[Start of section]
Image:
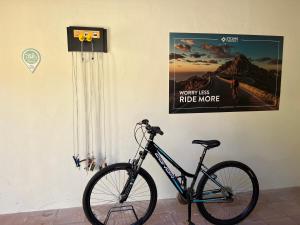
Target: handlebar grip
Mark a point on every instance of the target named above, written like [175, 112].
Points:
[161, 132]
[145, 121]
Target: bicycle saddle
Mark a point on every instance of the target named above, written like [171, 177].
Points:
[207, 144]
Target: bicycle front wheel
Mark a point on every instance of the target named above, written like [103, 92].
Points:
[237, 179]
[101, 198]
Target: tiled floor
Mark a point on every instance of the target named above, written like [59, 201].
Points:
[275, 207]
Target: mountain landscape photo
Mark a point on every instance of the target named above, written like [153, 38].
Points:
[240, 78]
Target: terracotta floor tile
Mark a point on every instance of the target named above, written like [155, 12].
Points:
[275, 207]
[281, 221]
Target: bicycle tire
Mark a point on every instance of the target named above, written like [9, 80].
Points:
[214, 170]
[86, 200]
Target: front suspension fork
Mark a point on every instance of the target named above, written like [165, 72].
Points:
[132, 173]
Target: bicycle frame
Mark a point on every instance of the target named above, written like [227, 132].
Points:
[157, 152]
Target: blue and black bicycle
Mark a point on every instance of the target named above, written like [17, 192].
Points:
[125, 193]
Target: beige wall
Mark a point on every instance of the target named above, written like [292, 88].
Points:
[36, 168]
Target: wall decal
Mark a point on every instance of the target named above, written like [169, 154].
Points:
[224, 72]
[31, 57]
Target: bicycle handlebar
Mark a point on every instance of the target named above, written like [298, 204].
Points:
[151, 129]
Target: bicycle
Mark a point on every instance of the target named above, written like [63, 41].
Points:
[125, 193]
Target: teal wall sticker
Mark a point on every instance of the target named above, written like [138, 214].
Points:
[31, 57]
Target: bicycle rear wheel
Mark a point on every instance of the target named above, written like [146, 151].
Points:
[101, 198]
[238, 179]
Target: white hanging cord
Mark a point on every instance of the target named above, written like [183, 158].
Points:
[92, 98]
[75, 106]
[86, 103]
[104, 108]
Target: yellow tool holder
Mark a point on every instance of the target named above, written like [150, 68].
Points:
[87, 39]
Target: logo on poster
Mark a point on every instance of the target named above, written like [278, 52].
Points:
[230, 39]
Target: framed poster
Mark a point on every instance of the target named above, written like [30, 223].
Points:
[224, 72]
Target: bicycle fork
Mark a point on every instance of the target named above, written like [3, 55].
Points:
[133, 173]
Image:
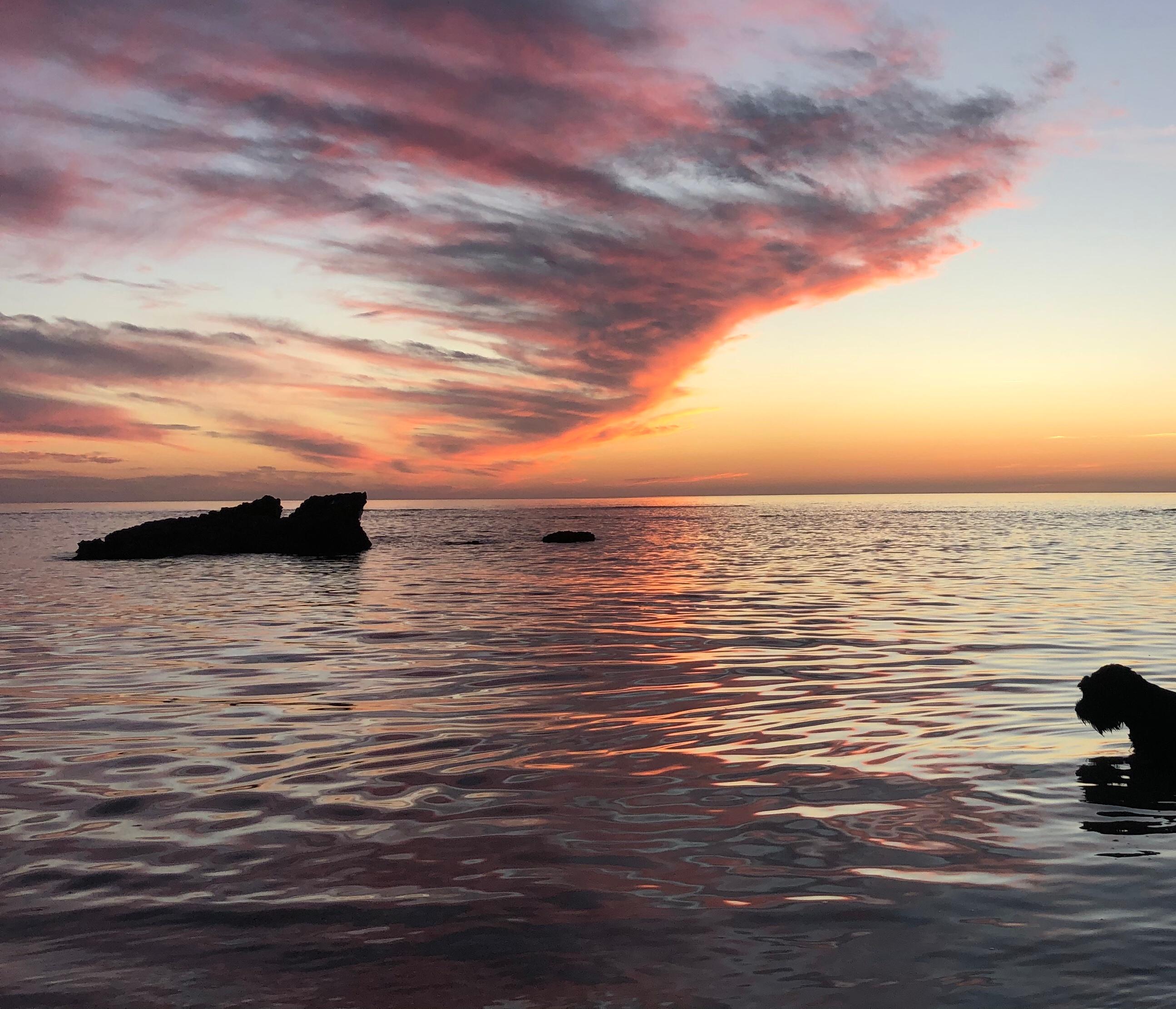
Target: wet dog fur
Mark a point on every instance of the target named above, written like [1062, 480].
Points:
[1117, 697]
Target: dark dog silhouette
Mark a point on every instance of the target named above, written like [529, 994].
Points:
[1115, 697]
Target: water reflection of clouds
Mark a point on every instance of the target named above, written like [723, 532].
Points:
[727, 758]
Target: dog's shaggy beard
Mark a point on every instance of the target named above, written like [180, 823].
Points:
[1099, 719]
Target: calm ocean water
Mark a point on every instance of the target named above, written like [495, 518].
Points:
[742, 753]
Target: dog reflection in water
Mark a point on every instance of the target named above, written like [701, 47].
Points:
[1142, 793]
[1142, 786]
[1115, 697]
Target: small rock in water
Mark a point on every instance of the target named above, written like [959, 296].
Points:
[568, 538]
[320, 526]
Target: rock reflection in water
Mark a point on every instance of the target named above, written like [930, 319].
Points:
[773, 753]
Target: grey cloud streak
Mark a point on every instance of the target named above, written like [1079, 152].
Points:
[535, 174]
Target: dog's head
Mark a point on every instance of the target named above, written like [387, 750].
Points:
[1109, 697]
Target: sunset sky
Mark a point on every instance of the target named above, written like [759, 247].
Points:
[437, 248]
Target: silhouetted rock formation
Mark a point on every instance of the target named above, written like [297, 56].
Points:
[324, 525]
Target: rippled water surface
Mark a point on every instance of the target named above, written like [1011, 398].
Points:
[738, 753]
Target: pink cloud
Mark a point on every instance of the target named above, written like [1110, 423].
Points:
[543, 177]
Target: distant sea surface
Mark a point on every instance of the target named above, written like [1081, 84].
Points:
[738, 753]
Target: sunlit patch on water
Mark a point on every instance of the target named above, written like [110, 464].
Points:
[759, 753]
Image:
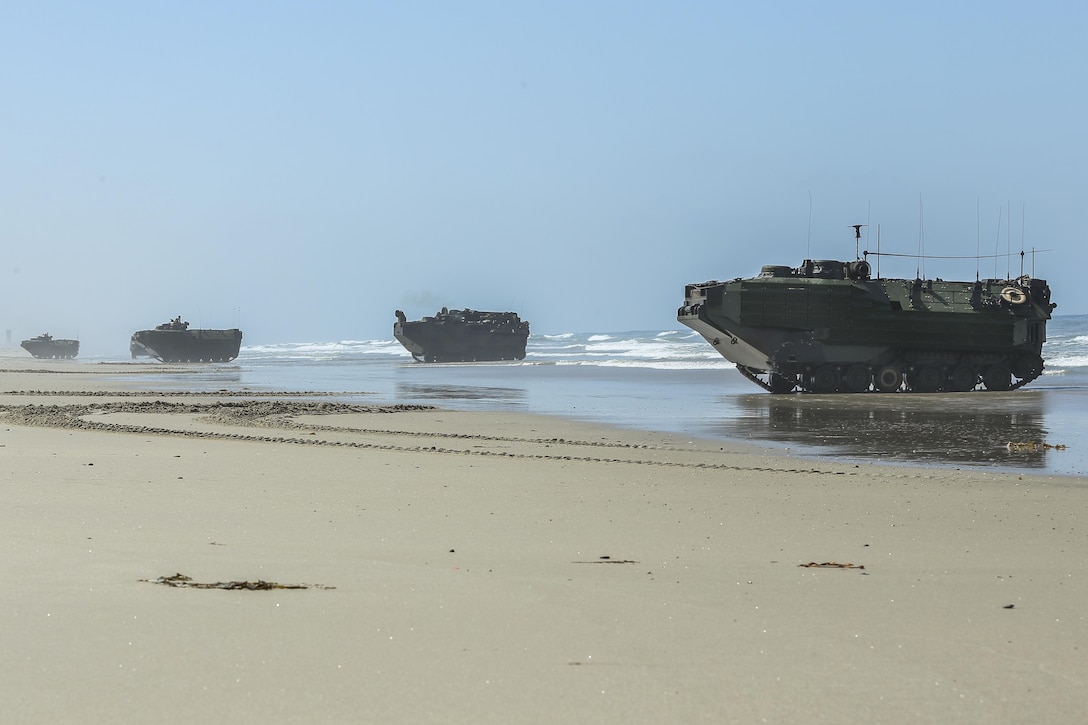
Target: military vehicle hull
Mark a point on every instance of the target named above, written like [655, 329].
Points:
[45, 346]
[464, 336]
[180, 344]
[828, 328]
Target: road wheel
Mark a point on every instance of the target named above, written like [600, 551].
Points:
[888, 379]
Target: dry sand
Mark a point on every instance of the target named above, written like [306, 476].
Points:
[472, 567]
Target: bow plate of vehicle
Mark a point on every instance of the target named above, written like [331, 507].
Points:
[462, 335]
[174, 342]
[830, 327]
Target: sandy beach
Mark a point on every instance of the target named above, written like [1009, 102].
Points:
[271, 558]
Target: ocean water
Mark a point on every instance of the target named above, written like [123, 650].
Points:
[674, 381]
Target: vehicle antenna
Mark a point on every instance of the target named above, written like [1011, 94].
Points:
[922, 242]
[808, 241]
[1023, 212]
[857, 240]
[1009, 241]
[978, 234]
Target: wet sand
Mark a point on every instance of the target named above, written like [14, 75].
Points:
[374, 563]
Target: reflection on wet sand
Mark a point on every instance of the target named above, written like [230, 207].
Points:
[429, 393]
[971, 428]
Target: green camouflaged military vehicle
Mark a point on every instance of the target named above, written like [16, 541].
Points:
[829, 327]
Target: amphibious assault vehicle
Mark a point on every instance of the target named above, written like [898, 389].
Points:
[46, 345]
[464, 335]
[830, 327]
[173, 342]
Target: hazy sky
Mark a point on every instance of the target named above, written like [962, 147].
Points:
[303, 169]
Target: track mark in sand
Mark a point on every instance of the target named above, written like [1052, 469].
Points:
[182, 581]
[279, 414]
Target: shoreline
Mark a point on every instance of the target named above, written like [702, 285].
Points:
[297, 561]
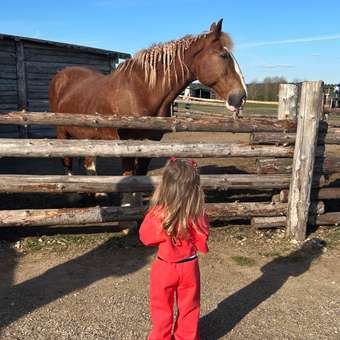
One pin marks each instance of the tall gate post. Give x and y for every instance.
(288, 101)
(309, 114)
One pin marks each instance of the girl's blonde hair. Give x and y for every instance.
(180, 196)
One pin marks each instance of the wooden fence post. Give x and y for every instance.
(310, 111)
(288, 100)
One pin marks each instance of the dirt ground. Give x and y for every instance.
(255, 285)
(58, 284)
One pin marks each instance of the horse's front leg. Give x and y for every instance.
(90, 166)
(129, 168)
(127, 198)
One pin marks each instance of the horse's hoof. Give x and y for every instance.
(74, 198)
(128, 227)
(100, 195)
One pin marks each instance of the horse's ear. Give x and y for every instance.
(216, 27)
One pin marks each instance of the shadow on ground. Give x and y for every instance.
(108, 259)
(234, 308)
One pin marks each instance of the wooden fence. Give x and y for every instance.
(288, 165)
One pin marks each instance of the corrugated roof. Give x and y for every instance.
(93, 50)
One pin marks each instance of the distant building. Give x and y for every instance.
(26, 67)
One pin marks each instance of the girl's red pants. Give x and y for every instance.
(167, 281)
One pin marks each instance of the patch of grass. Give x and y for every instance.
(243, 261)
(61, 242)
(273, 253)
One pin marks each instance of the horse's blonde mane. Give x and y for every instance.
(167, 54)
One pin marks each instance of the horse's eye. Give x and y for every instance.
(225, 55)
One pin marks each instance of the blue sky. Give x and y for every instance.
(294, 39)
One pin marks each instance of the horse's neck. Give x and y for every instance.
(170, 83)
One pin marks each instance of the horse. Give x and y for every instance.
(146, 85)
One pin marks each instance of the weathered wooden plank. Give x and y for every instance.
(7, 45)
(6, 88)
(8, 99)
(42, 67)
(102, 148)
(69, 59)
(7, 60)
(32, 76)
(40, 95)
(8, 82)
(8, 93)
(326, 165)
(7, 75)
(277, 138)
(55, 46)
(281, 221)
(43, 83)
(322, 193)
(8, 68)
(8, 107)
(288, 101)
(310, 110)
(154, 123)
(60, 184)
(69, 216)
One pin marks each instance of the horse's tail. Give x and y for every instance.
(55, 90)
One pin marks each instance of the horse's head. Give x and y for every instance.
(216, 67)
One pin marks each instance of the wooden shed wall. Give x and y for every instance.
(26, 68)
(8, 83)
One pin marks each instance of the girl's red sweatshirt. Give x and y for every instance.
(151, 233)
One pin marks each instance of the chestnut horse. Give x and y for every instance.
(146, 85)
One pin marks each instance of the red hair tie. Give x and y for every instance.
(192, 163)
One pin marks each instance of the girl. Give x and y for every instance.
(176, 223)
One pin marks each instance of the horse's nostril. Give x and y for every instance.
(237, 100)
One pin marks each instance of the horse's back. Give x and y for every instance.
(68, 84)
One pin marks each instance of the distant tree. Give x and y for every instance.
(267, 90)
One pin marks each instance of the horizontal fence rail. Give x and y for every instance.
[End of section]
_What to produce_.
The required answer is the exact run of lines above starting at the line with "Target: bow plate of vehicle" and ending at the line with "Target: reflection on wet sand", with both ends present.

_Response to this exercise_.
Target: bow plate of vehicle
Mark a point on every instance of the target named above, written like [331, 507].
Points:
[462, 335]
[174, 342]
[830, 327]
Target: sandy beach
Mark a point on every instance of the target named above, written like [1009, 102].
Points:
[271, 558]
Target: ocean water
Mark a point on every instance of the target named above, written like [123, 650].
Points:
[674, 381]
Target: vehicle antenna
Mark a point on every instance of the target named above, written like [1011, 94].
Points:
[922, 242]
[808, 241]
[1023, 212]
[857, 240]
[1009, 241]
[978, 234]
Target: wet sand
Mark a point on every instance of the target named above, written like [14, 75].
Points:
[374, 563]
Target: reflection on wet sand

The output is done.